--- start PASSAGE GIVEN ---

No white paper or policy manifesto put out during the presidential campaign has proved more controversial than an August study by the Washington-based Tax Policy Center, a respected nonprofit that issues studiously detailed tax analyses.
That study found, in short, that Mr. Romney could not keep all of the promises he had made on individual tax reform: including cutting marginal tax
rates by 20 percent, keeping protections for investment income, not
widening the deficit and not increasing the tax burden on the poor or
middle class. It concluded that Mr. Romney’s plan, on its face, would
cut taxes for rich families and raise them for everyone else.
The detailed paper proved kindling for a political firestorm. Mr. Romney criticized the center as performing a “garbage-in, garbage-out” analysis and his campaign accused it of partisan bias. The Obama campaign used
the center’s numbers to argue that Mr. Romney had proposed a $5 trillion
tax cut. Economists jumped on the bandwagon too, flinging analyses back
and forth and picking apart the projections and assumptions in the
report.
At the Tax Policy Center itself, responses ranged from
irritation at the partisan nature of some attacks to incredulity over
the political hysteria. “There was this résumé-hunting,
White-House-visitor-log” searching feel to the response, said the
center’s director, Donald Marron, a former Bush administration
economist. “That was unanticipated,” he added dryly.
In many
ways the report did just what the center was created to do: inject some
solid numbers into a shifty, accusatory, raucous political debate. The
decade-old center — a joint project of the Brookings Institution and the
Urban Institute, two nonpartisan grandes dames of the Washington world —
was founded precisely to “fill that niche,” Mr. Marron said.
“A
lot of tax policy discussions are — how to describe them? — people
yelling at each other,” he said. “We believe that good information leads
to better policy discussions and ultimately better policy outcomes.”
The
center’s claim to provide reliable, nonpartisan information comes in
part from its staff makeup. It has about four dozen affiliated staff
members and scholars — most are economists, several are considered top
experts in their fields, and a number have experience in either
Republican or Democratic administrations.
It also is derived by virtue of its ownership of a highly sophisticated tax modeling system,
one that took about two years to build and has a small coterie of
specialists to tend it. The model resembles those used by government
offices to forecast the effect of changes to the tax code, and it relies
on about 150,000 anonymous tax returns and a wealth of data on
pensions, education, consumer expenditures and economic growth.

--- end PASSAGE GIVEN ---

**WRITTEN TASK 1:** In the article on the Tax Policy Center, which two institutions jointly run the center?
**WRITTEN TASK 2:** Extend the article on the Tax Policy Center, picking up after its last sentence.

--- start DATA SUPPLIED ---

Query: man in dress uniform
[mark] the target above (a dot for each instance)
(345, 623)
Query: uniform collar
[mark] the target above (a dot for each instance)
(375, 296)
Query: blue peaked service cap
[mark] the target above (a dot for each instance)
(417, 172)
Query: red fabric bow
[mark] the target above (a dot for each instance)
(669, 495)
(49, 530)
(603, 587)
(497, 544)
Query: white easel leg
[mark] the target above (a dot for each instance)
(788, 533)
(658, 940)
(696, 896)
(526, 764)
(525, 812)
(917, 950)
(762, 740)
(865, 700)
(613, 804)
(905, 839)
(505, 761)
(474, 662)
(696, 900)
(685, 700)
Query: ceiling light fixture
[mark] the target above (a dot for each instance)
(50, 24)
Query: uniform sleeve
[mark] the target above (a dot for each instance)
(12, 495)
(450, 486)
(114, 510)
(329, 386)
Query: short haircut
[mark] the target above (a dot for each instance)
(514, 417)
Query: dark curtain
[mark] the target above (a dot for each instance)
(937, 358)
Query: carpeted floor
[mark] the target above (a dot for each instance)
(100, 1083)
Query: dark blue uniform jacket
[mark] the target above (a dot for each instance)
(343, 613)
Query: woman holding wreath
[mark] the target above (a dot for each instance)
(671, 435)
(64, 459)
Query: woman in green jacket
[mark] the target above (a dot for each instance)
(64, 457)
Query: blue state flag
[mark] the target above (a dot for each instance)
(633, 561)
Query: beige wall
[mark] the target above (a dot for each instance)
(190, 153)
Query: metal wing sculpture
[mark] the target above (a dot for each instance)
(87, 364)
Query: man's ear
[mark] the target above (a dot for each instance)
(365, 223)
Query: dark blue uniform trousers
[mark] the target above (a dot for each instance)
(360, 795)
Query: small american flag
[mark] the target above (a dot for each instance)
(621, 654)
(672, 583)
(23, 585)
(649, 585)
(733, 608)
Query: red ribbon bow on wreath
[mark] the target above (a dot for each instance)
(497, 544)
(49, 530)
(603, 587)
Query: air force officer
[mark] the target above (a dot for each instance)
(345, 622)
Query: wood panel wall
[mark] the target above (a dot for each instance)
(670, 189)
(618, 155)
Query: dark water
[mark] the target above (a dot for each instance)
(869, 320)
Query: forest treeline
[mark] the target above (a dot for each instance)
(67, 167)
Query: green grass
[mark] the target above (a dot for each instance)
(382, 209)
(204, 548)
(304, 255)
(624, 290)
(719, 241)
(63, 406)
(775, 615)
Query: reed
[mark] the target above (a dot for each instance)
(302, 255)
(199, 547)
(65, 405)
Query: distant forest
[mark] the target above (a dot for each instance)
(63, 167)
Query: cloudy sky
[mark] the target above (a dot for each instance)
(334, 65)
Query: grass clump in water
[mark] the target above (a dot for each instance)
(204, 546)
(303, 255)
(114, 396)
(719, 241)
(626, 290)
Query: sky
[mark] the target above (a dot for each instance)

--- end DATA SUPPLIED ---

**REPLY 1:** The Brookings Institution and the Urban Institute.

**REPLY 2:**
“They’re
one of the few groups that have this very big, very accurate model,”
said Martin A. Sullivan, the chief economist and a contributing editor
at Tax Analysts, a specialty publisher. “What they’re doing is just
making the best computations available” for others to interpret, he
said.
That includes so-called distributional analyses that show
how changes to the tax code would change the relative burden on
high-income and low-income families — a dry tax topic yet one of the
most politically potent ones of the campaign, given the broader debate
about tax fairness and inequality.
The analysis of the Romney proposal has proved highly controversial not just among politicians, but also among some economists.
Researchers including Martin Feldstein of Harvard and Harvey S. Rosen of Princeton have argued that Mr. Romney’s tax math might work if he
raised taxes on families making more than $100,000 a year — not $200,000
to $250,000 a year, as he currently promises — or if his plan gave a
strong jolt to economic growth.
“Reasonable economists disagree
on” the growth effects of plans like Mr. Romney’s, said Alan J.
Auerbach, a tax expert at the University of California, Berkeley, who
added that he did not see the math working out as currently described.
“It matters a lot what kind of reductions you’re making or how you’re
paying for tax cuts.”
Others have argued that the Tax Policy
Center filled in too many of the holes in Mr. Romney’s light-on-detail
proposal — making a full analysis impossible and skewing the center’s
paper’s results.
“It is not an analysis of Governor Romney’s
plan,” said Scott A. Hodge, the president of the Tax Foundation. a
nonprofit research group also based in Washington.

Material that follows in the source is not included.